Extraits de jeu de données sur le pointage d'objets
————————
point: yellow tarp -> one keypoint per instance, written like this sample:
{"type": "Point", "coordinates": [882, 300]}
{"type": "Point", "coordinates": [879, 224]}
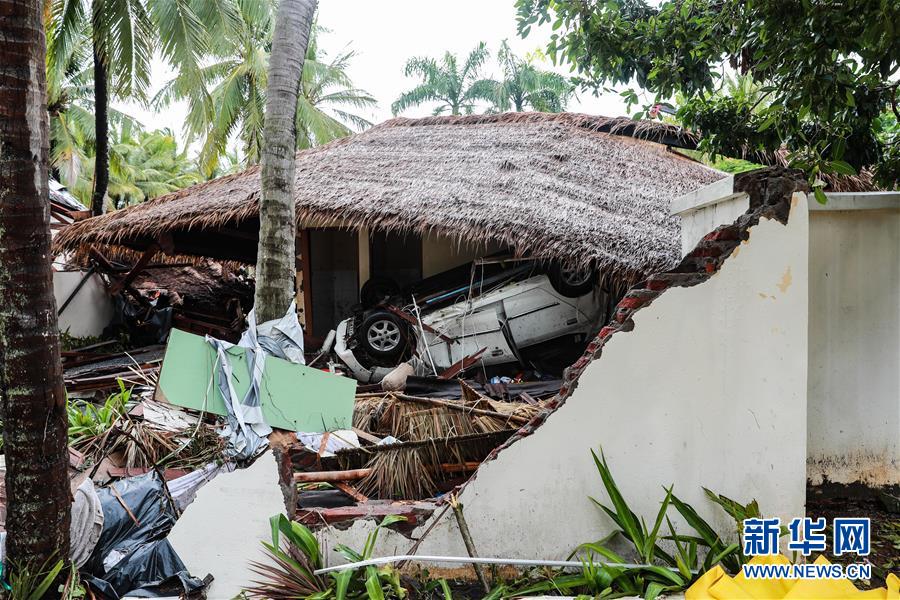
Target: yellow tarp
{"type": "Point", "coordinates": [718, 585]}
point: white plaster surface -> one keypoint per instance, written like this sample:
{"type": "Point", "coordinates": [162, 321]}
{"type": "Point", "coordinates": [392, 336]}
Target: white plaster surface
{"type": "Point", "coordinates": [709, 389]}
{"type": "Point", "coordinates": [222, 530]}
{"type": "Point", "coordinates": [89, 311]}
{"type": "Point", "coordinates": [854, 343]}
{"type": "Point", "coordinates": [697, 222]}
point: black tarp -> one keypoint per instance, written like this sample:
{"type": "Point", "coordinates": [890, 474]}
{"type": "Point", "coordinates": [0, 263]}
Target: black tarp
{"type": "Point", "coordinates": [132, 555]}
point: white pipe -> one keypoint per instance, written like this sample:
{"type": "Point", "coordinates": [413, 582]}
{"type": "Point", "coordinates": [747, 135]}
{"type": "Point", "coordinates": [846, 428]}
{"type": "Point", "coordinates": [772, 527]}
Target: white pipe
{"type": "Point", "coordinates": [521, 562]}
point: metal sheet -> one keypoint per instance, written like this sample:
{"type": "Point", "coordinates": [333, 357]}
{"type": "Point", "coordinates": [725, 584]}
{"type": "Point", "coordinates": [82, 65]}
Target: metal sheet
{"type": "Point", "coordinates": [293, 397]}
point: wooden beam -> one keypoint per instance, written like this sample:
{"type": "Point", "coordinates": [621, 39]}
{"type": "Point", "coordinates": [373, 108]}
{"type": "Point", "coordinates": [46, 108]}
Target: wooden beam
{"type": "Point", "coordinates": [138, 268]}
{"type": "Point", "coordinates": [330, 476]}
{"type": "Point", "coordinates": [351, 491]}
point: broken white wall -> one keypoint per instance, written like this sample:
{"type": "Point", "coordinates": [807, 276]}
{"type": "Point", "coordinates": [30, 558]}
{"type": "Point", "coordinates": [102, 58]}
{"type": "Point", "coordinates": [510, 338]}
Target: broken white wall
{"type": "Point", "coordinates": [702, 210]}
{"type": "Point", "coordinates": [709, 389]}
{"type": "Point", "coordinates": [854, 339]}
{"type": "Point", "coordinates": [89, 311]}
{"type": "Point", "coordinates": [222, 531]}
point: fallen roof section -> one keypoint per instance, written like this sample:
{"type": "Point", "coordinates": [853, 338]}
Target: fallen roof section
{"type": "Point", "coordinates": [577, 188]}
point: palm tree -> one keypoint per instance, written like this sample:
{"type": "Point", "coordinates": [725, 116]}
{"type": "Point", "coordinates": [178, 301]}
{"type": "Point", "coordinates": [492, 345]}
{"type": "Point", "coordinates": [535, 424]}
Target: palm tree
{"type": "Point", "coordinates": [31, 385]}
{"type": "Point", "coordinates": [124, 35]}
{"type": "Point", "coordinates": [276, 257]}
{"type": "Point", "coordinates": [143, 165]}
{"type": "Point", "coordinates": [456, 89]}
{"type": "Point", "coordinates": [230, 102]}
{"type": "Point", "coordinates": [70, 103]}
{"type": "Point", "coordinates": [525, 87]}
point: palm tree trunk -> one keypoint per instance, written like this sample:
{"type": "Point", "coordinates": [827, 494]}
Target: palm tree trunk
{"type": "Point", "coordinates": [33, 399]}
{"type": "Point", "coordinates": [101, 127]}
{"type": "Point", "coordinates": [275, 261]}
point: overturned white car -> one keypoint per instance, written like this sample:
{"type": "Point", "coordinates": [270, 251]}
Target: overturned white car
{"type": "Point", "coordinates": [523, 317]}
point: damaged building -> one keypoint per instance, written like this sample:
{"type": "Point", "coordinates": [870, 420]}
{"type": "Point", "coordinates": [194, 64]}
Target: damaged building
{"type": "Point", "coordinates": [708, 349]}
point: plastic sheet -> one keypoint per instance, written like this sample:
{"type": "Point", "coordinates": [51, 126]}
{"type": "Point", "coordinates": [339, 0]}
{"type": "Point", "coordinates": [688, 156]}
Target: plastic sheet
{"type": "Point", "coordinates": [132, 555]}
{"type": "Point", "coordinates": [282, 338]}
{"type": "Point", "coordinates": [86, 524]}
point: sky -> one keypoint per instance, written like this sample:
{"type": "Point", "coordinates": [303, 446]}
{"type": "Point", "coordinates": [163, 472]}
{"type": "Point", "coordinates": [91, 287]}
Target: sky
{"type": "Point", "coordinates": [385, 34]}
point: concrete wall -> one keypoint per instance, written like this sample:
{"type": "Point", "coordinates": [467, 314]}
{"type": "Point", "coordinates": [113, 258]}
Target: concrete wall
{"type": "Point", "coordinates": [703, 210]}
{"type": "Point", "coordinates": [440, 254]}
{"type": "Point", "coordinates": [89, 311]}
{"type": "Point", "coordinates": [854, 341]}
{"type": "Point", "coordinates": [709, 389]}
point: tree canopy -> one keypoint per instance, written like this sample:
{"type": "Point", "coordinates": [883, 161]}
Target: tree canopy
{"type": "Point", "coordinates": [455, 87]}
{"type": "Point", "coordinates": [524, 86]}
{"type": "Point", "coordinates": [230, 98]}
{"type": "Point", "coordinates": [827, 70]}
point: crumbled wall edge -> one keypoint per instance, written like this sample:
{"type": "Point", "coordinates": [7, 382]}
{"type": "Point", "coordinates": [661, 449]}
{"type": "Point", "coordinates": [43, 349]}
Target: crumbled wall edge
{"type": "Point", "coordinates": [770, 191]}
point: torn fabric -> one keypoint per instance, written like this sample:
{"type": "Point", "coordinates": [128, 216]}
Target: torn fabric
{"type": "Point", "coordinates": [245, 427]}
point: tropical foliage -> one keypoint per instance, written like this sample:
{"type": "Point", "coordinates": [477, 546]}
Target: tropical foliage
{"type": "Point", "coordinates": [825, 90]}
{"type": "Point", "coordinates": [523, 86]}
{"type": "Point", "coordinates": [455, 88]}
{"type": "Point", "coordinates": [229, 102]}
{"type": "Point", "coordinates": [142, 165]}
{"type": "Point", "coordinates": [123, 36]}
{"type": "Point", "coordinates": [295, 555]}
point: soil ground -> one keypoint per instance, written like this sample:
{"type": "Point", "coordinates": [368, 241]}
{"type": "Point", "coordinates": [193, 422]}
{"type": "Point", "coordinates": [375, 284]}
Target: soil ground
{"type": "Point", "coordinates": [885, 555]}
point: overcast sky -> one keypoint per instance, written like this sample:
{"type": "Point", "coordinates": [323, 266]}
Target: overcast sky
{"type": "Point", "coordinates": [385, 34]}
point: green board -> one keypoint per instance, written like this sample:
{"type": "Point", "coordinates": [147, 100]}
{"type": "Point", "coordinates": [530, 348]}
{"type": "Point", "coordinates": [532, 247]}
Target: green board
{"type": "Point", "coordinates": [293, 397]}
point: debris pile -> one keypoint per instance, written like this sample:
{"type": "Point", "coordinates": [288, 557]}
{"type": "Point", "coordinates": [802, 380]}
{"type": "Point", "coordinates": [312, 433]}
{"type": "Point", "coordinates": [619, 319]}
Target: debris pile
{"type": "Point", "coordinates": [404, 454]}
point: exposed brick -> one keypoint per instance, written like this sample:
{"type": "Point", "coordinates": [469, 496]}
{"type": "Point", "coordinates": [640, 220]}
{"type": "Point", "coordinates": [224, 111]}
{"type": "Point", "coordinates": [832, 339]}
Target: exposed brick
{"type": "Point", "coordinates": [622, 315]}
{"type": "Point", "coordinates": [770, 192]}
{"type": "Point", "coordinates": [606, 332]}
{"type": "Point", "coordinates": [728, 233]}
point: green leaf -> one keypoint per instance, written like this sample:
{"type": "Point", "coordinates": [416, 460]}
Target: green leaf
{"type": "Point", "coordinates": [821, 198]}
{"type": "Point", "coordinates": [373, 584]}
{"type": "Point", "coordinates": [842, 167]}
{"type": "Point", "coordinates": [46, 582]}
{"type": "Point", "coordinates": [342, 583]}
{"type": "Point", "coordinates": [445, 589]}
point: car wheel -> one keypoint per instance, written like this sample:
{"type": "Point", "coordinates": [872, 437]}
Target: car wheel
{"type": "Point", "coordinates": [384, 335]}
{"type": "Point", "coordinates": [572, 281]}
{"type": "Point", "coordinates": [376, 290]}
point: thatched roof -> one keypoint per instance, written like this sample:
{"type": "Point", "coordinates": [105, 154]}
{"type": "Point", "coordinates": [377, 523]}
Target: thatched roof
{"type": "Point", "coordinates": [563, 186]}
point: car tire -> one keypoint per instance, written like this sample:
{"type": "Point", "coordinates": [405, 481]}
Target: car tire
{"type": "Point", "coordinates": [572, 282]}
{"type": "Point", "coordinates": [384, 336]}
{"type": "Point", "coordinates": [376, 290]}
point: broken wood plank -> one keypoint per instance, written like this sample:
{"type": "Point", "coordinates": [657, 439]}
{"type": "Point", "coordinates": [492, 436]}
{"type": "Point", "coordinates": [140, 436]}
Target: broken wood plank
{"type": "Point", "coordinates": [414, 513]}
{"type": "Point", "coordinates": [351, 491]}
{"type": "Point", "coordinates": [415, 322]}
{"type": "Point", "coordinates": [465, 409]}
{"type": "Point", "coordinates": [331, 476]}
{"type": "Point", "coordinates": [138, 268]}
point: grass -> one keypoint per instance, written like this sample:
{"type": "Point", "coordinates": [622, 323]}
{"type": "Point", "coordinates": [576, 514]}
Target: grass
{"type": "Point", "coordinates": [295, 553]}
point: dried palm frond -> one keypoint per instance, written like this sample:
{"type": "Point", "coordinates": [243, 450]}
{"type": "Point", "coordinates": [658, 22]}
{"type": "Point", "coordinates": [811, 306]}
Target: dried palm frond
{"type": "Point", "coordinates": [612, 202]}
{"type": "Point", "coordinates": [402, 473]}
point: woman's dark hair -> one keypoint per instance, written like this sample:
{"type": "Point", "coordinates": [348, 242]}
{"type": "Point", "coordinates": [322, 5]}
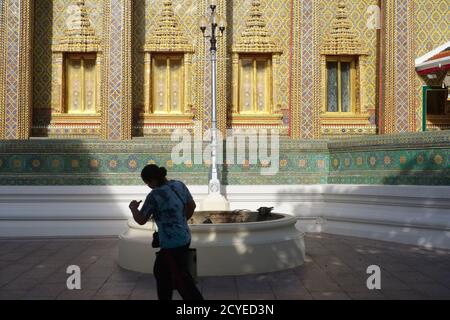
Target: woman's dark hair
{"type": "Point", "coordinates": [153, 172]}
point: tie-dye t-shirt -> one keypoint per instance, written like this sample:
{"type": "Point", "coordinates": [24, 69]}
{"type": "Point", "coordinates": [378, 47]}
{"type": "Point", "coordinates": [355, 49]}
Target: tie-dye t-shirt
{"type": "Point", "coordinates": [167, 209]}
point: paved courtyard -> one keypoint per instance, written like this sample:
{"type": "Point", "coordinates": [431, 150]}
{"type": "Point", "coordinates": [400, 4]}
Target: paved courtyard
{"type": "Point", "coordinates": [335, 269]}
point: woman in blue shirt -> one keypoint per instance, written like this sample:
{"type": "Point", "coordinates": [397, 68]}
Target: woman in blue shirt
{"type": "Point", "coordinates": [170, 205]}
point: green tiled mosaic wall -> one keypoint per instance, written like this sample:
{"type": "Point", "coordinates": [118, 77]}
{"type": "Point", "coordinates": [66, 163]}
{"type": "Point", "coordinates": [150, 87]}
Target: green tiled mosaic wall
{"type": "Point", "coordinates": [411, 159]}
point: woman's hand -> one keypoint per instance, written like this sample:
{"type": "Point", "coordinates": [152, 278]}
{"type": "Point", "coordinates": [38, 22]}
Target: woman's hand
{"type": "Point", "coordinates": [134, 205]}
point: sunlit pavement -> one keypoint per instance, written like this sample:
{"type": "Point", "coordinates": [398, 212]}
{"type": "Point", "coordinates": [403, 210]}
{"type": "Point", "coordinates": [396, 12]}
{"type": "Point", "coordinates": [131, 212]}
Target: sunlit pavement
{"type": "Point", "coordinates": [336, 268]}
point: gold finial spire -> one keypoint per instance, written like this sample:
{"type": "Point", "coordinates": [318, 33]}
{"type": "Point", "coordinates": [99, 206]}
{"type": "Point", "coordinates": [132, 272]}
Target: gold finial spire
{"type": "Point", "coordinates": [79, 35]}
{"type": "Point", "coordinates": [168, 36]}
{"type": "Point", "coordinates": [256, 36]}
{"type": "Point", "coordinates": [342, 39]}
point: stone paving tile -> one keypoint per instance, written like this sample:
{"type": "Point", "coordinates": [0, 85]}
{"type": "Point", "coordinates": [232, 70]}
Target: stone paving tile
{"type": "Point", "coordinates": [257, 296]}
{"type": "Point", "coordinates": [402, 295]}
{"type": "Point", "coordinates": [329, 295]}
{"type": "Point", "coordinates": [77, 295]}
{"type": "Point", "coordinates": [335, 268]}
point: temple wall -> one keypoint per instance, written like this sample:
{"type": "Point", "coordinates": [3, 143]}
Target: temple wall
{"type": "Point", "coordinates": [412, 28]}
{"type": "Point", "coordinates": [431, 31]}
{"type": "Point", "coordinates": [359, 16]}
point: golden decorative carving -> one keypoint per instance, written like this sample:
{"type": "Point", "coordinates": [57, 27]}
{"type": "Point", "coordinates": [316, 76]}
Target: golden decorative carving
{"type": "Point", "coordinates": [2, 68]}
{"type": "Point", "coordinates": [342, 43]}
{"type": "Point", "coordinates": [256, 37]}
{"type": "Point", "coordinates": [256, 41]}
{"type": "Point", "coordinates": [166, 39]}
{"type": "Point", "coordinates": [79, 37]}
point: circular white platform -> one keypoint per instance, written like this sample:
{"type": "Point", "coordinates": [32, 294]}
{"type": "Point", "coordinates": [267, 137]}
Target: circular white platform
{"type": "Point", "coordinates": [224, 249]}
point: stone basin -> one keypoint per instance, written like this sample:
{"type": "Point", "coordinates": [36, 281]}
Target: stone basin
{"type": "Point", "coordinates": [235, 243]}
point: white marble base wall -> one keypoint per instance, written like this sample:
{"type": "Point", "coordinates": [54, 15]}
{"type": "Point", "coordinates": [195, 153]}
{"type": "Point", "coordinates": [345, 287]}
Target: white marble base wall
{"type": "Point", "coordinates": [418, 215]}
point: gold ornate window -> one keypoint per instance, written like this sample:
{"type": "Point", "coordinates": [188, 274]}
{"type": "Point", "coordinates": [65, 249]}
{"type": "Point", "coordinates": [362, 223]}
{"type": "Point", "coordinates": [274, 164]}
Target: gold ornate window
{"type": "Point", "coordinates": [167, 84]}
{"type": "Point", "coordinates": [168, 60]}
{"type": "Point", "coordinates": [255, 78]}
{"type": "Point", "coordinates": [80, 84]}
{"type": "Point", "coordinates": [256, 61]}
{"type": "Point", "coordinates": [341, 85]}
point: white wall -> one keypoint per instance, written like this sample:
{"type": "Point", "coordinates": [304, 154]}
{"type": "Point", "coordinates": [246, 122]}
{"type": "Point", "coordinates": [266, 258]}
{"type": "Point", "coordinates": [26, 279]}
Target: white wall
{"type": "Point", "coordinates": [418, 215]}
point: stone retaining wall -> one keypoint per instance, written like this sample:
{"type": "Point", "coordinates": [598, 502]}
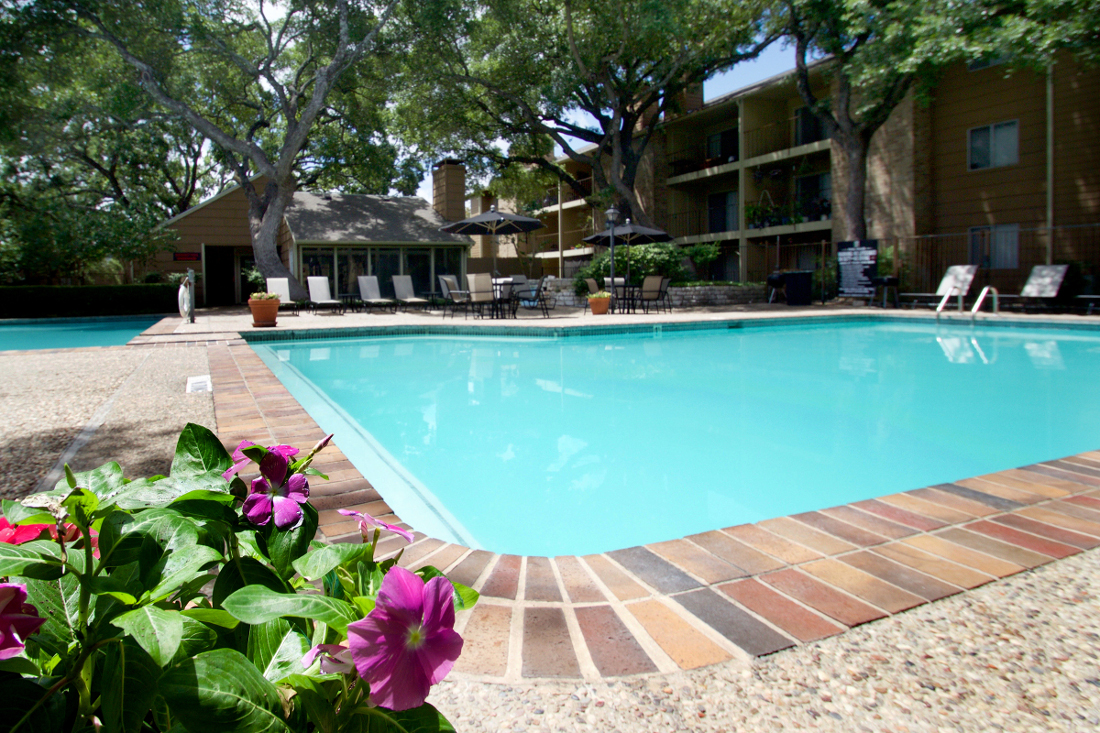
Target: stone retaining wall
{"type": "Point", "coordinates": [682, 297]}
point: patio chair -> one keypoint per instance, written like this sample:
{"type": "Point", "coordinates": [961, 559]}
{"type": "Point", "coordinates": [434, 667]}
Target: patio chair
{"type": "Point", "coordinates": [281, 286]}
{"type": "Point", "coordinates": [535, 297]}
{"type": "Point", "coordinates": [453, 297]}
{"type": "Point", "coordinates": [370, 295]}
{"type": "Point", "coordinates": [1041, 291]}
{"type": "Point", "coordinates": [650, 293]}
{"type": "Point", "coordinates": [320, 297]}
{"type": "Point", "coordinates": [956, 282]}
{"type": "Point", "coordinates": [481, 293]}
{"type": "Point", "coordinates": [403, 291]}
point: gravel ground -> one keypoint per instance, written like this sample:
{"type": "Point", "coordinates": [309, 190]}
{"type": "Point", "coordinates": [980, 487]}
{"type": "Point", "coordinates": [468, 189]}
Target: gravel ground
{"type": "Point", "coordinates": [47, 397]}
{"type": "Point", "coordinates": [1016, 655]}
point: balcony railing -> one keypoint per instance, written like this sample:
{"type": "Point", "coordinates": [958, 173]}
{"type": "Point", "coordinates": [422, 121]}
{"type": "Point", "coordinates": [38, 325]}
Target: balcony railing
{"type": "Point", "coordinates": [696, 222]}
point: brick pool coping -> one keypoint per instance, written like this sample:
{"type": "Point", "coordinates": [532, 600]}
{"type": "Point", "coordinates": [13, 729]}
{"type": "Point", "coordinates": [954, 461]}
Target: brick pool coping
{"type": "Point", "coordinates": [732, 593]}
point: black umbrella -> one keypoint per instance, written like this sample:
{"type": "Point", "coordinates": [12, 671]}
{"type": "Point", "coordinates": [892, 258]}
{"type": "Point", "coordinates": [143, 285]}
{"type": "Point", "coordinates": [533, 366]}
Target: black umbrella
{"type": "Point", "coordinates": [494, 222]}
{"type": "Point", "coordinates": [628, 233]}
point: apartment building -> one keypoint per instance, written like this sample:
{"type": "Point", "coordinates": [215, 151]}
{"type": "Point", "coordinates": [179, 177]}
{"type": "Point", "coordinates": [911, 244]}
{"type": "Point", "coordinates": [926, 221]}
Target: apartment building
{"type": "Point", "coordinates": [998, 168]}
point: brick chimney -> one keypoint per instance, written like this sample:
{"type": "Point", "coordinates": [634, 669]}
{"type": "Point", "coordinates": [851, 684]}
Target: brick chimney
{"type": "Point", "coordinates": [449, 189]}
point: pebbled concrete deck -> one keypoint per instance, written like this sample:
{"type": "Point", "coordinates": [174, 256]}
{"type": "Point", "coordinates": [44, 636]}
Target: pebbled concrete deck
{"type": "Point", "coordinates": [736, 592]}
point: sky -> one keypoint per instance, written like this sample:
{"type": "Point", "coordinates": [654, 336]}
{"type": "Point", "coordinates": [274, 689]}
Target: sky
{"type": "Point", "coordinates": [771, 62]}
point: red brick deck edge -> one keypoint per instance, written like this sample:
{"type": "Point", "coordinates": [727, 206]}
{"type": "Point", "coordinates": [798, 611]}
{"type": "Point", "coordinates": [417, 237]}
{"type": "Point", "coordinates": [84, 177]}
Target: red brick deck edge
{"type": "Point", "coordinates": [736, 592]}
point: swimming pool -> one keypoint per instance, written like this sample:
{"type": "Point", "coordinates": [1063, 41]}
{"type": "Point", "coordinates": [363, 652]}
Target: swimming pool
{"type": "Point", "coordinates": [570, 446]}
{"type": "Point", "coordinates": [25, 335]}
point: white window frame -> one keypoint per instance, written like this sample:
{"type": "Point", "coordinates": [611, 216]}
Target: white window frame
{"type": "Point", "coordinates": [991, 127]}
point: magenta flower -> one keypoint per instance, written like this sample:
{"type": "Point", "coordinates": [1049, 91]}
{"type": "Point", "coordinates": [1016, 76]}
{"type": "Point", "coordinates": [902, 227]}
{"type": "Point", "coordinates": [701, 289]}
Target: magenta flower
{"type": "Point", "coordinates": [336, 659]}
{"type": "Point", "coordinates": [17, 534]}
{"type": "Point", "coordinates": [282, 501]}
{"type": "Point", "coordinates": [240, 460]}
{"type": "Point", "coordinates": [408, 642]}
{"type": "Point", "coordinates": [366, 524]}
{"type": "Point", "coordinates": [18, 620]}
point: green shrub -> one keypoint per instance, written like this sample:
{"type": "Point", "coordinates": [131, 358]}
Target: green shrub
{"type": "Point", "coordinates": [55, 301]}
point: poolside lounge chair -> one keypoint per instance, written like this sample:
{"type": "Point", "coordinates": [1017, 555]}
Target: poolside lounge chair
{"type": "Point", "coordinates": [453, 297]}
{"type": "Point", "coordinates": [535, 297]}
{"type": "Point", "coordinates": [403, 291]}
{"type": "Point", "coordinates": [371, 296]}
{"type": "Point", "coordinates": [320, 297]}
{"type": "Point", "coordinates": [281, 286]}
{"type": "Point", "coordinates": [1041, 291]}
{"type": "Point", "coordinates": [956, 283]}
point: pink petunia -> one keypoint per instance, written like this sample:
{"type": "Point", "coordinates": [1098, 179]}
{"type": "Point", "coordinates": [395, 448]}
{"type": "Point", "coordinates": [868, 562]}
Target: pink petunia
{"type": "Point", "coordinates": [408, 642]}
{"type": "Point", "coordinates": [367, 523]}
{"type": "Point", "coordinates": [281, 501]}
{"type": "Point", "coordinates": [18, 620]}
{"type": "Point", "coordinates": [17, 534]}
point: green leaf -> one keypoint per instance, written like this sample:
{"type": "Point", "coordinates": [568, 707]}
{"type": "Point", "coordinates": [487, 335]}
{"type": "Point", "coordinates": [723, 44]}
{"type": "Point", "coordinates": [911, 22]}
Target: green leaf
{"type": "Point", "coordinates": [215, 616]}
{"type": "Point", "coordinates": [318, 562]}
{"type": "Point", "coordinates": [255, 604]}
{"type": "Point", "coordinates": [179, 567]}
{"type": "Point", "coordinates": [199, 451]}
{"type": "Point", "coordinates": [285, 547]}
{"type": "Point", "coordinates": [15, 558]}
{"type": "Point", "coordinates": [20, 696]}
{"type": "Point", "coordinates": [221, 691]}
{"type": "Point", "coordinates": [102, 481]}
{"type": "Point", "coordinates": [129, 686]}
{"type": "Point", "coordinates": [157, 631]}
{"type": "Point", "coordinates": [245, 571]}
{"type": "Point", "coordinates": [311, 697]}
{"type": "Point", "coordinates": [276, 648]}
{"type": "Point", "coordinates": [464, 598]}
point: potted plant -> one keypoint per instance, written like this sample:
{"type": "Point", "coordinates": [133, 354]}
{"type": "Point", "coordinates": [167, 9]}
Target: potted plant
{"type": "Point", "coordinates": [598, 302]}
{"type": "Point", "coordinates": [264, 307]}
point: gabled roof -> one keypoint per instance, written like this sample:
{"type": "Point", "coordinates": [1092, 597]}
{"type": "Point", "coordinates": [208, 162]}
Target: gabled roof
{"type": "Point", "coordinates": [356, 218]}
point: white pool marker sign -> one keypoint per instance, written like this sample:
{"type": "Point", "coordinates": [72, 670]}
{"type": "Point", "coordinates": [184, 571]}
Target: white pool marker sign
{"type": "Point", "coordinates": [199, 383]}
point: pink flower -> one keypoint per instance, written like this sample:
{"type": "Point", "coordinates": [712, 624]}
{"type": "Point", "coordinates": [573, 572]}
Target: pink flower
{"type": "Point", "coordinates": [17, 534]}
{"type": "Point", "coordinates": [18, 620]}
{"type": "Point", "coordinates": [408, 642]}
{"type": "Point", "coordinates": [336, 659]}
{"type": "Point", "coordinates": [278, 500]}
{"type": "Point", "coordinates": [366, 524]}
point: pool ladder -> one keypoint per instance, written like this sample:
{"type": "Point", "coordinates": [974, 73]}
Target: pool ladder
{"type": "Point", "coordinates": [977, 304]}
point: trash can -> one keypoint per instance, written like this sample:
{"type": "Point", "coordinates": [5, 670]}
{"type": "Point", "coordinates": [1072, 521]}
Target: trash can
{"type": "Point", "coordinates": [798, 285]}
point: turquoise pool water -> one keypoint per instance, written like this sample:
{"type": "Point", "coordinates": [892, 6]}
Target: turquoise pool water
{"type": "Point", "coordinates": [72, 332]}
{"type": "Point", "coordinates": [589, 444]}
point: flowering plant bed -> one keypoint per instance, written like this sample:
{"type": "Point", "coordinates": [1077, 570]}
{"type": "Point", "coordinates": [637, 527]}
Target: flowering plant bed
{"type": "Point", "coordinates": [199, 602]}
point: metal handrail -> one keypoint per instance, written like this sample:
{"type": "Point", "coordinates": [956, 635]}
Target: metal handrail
————————
§ **À RÉALISER**:
Réécrivez les enregistrements depuis la ligne contenant « point: flowering plant » jusqu'à la fin des enregistrements, bornes comprises, en ajustant de -119 chaque coordonnée figurant dans les réponses. Toutes les autres lignes de cette plage restent inchangées.

§ **RÉPONSE**:
point: flowering plant bed -> one keypoint per instance, written like this sample:
{"type": "Point", "coordinates": [1077, 570]}
{"type": "Point", "coordinates": [637, 527]}
Target: flowering plant bed
{"type": "Point", "coordinates": [80, 483]}
point: metal handrail -> one keypoint per instance, written like this sample:
{"type": "Point", "coordinates": [956, 635]}
Target: metal handrail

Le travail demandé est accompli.